Prompt
Could you convert the material between the lines holding "draw the outline of sea;" and "[[[293,112],[149,112],[141,121],[266,136],[293,135]]]", inclusive, into a Markdown table with the columns No. and Line, skipping blank lines?

Data for processing
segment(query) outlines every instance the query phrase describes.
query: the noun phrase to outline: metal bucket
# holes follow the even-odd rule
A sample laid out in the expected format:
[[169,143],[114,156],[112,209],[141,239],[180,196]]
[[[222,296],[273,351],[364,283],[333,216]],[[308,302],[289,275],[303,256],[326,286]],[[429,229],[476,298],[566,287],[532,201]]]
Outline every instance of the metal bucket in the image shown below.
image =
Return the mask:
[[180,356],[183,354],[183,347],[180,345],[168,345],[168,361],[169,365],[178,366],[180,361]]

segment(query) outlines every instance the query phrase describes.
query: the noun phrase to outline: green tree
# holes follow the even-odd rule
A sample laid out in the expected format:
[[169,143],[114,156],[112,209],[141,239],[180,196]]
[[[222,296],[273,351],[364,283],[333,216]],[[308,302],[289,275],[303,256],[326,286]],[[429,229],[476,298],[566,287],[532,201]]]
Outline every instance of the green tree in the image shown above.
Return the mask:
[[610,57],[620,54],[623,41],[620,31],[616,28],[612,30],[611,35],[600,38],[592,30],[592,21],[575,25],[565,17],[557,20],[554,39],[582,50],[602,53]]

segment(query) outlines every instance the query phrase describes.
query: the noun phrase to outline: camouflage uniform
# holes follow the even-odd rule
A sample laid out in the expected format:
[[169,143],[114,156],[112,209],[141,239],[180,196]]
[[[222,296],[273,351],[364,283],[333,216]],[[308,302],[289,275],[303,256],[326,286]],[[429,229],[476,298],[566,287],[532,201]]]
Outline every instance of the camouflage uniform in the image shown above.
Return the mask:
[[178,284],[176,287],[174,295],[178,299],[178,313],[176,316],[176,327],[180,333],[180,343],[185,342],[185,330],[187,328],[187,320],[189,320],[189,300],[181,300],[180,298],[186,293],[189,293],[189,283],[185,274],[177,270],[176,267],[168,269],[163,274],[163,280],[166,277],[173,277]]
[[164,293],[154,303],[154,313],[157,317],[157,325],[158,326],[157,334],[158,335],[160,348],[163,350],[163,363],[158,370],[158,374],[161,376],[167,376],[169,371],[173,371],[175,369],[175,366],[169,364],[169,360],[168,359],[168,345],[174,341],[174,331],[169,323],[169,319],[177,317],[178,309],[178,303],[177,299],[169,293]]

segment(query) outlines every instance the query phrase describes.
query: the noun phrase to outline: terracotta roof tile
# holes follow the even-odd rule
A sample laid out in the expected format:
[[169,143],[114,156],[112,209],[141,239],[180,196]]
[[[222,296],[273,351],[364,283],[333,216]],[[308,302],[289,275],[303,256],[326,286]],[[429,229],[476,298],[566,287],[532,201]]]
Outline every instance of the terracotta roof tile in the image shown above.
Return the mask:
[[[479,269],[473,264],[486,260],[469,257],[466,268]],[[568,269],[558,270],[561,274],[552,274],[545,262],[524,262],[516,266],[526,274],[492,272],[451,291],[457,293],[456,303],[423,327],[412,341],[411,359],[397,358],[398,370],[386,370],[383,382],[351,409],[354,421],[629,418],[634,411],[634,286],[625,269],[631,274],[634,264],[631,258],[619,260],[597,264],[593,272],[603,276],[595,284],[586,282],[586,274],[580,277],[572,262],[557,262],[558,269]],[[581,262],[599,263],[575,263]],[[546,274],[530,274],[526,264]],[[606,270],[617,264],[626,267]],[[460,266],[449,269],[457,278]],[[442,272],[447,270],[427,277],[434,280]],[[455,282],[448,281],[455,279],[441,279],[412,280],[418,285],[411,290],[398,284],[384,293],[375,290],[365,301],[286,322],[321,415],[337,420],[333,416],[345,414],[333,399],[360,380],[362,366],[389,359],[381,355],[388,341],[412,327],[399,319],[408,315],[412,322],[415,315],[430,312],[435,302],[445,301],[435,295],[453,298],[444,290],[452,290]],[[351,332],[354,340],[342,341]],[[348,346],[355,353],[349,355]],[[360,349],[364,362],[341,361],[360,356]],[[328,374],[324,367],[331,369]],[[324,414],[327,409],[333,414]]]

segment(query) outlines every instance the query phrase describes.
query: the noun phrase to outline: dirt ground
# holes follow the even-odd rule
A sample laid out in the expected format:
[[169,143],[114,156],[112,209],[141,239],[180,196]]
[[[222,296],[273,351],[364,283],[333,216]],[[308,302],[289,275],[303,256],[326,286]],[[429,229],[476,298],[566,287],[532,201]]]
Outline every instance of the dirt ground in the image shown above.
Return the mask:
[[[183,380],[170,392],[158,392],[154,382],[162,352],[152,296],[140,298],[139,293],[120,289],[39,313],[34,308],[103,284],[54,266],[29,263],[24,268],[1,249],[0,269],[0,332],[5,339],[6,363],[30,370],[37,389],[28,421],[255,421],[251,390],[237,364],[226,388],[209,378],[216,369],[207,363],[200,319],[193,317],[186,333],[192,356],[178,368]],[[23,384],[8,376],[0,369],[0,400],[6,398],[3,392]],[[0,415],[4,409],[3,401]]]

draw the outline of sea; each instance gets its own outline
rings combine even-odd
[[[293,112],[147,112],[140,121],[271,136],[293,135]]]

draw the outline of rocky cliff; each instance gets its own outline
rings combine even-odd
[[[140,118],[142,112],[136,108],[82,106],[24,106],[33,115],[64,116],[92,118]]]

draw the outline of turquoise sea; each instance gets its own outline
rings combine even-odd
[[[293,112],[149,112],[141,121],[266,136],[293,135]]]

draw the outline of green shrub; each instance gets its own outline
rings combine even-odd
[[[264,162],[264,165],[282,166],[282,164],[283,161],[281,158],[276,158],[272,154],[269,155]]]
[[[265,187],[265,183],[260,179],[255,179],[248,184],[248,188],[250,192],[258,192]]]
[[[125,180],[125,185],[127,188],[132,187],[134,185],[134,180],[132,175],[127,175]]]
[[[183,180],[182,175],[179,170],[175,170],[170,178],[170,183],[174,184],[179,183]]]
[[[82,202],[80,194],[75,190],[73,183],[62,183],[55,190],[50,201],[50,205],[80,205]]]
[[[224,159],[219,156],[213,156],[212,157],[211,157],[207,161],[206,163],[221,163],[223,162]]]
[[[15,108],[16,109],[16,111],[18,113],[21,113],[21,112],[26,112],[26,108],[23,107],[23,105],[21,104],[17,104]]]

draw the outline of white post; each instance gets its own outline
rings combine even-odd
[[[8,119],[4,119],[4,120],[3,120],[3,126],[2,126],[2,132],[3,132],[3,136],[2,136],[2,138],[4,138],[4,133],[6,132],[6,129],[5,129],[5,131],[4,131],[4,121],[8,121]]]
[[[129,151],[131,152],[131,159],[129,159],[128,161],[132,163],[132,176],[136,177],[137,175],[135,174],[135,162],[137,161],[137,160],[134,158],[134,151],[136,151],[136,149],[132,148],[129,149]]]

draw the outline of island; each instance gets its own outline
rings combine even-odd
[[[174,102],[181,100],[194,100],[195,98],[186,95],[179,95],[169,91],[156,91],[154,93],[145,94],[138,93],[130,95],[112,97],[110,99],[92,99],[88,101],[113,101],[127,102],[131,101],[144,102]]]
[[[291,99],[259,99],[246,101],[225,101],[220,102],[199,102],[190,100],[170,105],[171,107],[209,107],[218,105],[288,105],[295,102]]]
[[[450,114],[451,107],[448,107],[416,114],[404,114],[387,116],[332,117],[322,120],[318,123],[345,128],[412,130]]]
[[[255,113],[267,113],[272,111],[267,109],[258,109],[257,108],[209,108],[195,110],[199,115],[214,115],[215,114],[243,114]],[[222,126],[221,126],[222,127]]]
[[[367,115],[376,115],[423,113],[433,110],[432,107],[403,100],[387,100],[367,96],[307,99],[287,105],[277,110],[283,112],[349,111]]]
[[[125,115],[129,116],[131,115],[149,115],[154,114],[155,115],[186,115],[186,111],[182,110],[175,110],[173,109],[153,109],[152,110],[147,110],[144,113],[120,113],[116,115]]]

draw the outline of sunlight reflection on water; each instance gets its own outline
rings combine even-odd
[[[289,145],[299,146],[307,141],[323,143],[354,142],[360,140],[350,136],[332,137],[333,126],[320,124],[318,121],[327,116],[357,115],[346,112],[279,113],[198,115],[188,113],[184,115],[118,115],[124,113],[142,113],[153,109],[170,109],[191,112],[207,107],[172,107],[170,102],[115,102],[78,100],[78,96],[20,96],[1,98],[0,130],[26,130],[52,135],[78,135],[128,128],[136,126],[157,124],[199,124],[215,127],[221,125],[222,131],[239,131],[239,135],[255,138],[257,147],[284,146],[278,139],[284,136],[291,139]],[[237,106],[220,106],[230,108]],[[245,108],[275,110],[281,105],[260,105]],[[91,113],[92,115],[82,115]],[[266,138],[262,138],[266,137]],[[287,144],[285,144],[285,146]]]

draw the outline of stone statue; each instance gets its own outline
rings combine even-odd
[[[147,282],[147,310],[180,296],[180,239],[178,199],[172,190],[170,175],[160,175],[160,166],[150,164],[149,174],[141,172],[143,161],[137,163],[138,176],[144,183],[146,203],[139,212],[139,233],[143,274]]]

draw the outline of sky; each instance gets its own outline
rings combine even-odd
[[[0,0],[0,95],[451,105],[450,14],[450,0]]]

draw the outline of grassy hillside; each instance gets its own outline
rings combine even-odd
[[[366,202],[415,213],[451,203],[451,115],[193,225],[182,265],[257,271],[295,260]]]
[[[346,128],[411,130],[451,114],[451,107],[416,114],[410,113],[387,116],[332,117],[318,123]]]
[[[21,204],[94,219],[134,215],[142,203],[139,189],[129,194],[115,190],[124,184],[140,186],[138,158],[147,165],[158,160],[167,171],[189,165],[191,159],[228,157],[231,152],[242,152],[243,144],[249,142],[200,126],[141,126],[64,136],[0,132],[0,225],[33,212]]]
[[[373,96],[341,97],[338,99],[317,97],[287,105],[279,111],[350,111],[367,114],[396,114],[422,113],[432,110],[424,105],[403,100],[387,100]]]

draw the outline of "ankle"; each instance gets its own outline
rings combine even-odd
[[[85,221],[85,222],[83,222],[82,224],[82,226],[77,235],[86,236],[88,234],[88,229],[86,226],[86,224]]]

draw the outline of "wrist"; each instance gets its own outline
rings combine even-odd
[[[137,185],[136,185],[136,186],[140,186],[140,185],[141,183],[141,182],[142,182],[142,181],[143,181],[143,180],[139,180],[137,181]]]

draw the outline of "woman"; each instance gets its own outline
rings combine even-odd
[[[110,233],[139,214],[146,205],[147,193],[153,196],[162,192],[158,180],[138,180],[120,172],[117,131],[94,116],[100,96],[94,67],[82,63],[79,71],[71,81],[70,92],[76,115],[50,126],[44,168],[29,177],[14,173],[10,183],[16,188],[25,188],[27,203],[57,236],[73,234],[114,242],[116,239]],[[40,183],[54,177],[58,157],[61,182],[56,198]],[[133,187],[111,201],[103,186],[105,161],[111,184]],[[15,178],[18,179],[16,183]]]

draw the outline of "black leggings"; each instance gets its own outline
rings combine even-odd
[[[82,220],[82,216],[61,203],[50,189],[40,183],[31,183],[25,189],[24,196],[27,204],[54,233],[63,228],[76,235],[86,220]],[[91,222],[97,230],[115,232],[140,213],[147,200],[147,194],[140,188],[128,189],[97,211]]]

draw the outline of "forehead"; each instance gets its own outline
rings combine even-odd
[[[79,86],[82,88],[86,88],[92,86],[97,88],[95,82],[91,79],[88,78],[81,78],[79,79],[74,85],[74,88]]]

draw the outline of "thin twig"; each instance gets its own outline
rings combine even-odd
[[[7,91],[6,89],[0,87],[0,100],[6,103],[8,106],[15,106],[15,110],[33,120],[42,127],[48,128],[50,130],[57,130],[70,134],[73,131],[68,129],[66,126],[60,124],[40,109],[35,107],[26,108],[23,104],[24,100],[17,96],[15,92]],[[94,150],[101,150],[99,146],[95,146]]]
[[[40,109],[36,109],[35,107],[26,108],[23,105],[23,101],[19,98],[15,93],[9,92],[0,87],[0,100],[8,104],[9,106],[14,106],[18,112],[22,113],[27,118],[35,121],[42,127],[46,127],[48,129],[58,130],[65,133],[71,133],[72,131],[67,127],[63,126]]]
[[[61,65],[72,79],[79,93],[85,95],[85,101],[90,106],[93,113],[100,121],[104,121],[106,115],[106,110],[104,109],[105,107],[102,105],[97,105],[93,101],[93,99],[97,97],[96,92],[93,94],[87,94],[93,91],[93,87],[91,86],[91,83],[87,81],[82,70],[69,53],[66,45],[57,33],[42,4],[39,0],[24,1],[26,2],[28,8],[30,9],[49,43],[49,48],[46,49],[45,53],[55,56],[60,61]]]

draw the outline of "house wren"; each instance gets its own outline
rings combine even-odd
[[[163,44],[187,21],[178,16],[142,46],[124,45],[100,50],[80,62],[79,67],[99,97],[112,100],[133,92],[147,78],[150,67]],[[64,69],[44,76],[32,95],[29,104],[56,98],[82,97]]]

Exercise output
| No. | Line |
|---|---|
| 1 | draw the outline of sea; each instance gets its own outline |
| 2 | rings combine even-odd |
| 3 | [[[293,112],[147,112],[140,121],[271,136],[293,135]]] |
| 4 | draw the outline of rocky cliff; each instance gets its own outline |
| 5 | rings combine even-odd |
| 6 | [[[140,118],[142,112],[136,108],[82,106],[24,106],[33,115],[64,116],[92,118]]] |
| 7 | draw the outline of turquoise sea; each instance gets its own outline |
| 8 | rings combine even-odd |
| 9 | [[[293,112],[149,112],[141,121],[266,136],[293,135]]] |